> **WRITTEN TASK**: Which lines in the items below contain the string "light"? Return each of those lines in full, matching case exactly.

> **GIVEN RECORDS**:
■ ■ ■ ■ ■

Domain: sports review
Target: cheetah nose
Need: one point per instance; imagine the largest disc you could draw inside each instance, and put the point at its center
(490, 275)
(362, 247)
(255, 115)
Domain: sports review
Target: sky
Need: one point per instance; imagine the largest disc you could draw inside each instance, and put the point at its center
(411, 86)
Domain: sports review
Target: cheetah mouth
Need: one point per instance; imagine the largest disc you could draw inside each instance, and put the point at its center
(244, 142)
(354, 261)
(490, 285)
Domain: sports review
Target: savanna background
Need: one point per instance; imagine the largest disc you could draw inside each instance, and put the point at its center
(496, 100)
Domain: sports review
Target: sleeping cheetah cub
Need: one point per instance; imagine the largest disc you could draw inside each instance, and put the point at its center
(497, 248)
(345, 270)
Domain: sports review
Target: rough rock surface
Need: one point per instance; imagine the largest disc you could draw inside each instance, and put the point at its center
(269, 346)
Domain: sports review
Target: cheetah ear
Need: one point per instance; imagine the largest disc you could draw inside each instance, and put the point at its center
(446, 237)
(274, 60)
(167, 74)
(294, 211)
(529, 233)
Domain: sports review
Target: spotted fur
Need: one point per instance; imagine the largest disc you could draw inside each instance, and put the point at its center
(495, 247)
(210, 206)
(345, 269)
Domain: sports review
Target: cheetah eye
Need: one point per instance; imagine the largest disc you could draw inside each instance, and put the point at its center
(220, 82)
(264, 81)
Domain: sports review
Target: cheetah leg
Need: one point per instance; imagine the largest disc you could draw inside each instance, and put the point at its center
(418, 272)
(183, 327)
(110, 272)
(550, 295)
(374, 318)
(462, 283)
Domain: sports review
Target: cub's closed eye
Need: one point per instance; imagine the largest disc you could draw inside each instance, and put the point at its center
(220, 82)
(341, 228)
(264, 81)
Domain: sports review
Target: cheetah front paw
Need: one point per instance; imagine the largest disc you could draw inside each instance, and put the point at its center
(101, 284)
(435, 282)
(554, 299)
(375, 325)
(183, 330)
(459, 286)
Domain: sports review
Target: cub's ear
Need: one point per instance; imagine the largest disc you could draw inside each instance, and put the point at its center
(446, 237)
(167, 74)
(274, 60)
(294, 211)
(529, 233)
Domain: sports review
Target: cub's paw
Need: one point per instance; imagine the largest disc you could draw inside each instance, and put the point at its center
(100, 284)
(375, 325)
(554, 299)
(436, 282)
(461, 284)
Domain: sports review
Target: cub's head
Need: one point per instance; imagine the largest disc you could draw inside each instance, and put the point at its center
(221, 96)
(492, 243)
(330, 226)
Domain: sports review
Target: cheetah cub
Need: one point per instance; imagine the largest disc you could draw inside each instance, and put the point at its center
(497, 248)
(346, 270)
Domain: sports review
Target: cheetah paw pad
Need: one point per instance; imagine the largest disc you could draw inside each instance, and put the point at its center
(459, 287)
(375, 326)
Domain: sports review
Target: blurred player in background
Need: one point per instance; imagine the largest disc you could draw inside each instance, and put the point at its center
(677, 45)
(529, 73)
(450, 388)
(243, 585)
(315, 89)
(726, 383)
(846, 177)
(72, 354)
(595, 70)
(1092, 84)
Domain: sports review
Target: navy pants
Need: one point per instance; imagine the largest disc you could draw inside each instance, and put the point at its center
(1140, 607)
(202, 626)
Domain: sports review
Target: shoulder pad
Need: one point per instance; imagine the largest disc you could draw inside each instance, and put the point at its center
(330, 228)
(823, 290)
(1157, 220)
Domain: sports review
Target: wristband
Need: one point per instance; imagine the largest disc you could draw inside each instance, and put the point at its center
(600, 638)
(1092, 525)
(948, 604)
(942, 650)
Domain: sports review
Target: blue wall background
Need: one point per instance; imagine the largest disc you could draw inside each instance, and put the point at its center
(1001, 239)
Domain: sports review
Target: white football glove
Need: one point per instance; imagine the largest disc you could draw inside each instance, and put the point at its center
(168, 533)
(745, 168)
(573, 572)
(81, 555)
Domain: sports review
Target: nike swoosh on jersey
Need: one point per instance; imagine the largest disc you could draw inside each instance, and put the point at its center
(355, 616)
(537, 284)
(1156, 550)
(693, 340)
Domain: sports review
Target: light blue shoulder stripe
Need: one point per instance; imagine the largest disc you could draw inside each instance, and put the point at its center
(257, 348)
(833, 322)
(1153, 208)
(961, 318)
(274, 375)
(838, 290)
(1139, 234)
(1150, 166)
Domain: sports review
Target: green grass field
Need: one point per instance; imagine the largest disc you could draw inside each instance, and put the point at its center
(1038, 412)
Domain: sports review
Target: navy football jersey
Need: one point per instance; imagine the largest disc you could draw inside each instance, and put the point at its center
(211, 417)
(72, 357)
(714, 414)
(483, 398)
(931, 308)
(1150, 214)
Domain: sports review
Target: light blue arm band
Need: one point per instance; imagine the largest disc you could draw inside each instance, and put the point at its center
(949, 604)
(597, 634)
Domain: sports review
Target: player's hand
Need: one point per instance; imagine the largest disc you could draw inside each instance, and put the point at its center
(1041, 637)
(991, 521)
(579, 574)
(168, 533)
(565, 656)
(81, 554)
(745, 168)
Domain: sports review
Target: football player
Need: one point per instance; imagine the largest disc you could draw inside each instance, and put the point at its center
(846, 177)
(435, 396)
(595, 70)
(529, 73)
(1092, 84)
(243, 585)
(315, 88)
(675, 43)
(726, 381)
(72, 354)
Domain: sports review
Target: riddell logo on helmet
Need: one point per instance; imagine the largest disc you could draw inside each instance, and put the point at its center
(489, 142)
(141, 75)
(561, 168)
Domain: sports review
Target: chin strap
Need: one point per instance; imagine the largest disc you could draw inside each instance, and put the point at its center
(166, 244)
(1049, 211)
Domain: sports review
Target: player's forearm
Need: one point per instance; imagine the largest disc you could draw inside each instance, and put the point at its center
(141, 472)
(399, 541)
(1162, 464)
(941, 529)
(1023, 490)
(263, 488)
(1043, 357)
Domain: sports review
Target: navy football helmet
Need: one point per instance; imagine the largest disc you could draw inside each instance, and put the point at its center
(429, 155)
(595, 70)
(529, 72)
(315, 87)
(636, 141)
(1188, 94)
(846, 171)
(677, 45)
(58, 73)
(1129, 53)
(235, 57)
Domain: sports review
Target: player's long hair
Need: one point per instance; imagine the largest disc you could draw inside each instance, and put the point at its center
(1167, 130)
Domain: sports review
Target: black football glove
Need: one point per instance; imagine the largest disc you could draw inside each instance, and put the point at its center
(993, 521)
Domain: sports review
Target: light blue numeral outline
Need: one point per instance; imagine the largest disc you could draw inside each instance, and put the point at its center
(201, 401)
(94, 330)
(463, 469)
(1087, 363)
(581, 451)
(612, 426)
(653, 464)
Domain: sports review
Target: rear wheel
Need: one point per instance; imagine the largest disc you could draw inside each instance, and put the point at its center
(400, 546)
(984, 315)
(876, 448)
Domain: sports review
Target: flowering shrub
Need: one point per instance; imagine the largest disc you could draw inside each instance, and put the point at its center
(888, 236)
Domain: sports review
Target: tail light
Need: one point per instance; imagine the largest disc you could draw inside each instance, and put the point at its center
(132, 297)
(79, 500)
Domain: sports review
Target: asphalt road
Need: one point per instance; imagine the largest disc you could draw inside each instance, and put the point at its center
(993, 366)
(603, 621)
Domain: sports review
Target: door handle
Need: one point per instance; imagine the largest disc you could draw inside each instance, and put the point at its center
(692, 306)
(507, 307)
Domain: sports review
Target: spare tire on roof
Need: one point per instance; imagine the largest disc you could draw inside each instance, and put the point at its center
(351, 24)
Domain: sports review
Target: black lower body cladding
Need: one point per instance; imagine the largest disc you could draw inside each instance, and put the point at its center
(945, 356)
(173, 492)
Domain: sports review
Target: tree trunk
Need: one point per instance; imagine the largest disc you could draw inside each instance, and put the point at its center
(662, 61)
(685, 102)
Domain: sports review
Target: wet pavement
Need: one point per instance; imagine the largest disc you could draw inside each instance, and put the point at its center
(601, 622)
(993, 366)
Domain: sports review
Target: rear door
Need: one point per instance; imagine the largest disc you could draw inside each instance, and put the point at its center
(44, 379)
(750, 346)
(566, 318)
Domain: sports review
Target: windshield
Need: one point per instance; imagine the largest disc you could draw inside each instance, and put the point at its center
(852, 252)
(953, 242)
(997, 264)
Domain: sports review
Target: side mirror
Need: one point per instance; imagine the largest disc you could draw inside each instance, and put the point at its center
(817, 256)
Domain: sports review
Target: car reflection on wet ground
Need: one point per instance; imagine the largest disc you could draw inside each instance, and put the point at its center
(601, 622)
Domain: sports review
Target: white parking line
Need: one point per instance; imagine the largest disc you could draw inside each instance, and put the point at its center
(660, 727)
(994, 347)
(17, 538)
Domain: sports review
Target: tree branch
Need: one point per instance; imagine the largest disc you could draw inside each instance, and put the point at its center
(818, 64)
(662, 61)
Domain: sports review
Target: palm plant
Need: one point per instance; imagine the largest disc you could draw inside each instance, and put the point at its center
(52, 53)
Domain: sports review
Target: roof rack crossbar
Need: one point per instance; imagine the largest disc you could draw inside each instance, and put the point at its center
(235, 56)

■ ■ ■ ■ ■

> **RESULT OF THE EXERCISE**:
Target: light blue shoulder stripe
Target: light blue arm band
Target: light blue numeral outline
Target: tail light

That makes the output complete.